**TRY IT**
Every line from the one with "snow-covered mountain, which" through the final line of the entries below should be returned exactly; leave out all other lines.

━━━

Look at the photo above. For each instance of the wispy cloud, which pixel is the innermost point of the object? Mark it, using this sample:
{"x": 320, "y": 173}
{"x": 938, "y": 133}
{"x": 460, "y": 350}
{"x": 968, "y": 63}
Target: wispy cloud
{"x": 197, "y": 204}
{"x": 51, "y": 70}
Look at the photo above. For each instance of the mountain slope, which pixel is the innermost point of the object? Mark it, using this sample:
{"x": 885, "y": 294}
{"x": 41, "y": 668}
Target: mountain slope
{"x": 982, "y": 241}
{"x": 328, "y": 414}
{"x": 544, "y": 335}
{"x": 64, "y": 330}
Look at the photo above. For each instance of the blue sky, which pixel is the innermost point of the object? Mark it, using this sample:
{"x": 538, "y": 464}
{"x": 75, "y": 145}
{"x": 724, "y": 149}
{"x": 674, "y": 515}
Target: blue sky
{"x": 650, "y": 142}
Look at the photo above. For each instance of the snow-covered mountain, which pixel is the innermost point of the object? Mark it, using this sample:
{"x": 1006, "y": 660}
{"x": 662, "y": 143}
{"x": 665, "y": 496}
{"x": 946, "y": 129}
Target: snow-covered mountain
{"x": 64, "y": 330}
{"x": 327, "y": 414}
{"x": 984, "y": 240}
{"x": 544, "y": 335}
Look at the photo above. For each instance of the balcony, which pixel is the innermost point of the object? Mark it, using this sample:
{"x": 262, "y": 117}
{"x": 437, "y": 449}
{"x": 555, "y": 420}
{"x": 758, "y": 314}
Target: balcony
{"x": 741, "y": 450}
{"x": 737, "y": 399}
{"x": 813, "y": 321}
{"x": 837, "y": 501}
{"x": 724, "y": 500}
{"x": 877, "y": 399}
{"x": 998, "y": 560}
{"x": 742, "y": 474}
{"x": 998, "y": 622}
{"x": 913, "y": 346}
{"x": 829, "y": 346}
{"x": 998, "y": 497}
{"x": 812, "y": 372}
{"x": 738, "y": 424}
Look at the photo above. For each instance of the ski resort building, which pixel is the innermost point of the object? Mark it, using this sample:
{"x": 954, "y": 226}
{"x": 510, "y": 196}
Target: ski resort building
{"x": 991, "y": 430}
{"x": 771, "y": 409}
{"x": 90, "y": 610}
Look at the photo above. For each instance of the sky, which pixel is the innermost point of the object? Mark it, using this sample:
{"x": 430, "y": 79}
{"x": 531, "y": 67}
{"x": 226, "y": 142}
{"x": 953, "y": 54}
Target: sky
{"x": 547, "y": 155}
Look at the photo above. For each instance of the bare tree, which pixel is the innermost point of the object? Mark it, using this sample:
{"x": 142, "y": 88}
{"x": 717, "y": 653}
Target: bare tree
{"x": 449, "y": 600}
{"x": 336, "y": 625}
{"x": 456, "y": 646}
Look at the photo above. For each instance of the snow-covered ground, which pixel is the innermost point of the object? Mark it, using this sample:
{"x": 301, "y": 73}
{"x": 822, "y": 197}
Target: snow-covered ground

━━━

**YOUR SOLUTION**
Look at the photo above. For each instance of the snow-covered mountain, which pixel is the innermost point of the object? Mark it, using this sample:
{"x": 1006, "y": 660}
{"x": 662, "y": 143}
{"x": 665, "y": 496}
{"x": 946, "y": 129}
Target: snow-covered mountain
{"x": 64, "y": 330}
{"x": 327, "y": 414}
{"x": 984, "y": 240}
{"x": 544, "y": 335}
Look at the photo above. For each instance of the balcony, which pixel is the innermost point of the object? Mark it, using this sample:
{"x": 262, "y": 117}
{"x": 437, "y": 449}
{"x": 555, "y": 420}
{"x": 758, "y": 314}
Target: balcony
{"x": 741, "y": 450}
{"x": 737, "y": 399}
{"x": 813, "y": 321}
{"x": 837, "y": 501}
{"x": 724, "y": 500}
{"x": 877, "y": 399}
{"x": 998, "y": 560}
{"x": 742, "y": 474}
{"x": 998, "y": 622}
{"x": 913, "y": 346}
{"x": 829, "y": 346}
{"x": 998, "y": 497}
{"x": 812, "y": 372}
{"x": 738, "y": 424}
Look at the photo above. For each instance of the ski resort building, which pixel is the innermost point of the object? Mark it, using this sample:
{"x": 954, "y": 226}
{"x": 510, "y": 196}
Target: ski resort building
{"x": 991, "y": 430}
{"x": 771, "y": 409}
{"x": 90, "y": 610}
Look at the photo above. For each instance of the sky, which pixel is the innermost point of the object? Mark it, using this sample:
{"x": 430, "y": 79}
{"x": 531, "y": 67}
{"x": 226, "y": 142}
{"x": 953, "y": 54}
Target: sky
{"x": 547, "y": 155}
Look at the photo above. For each instance of the bare tree, which pixel is the innermost point of the object? Mark it, using this sample:
{"x": 142, "y": 88}
{"x": 717, "y": 653}
Target: bare tree
{"x": 449, "y": 600}
{"x": 336, "y": 625}
{"x": 456, "y": 646}
Look at the photo above. For each instance of the snow-covered ground, which pixel is the innermost point of the object? Mark it, using this sample:
{"x": 301, "y": 73}
{"x": 822, "y": 197}
Target: snow-covered ground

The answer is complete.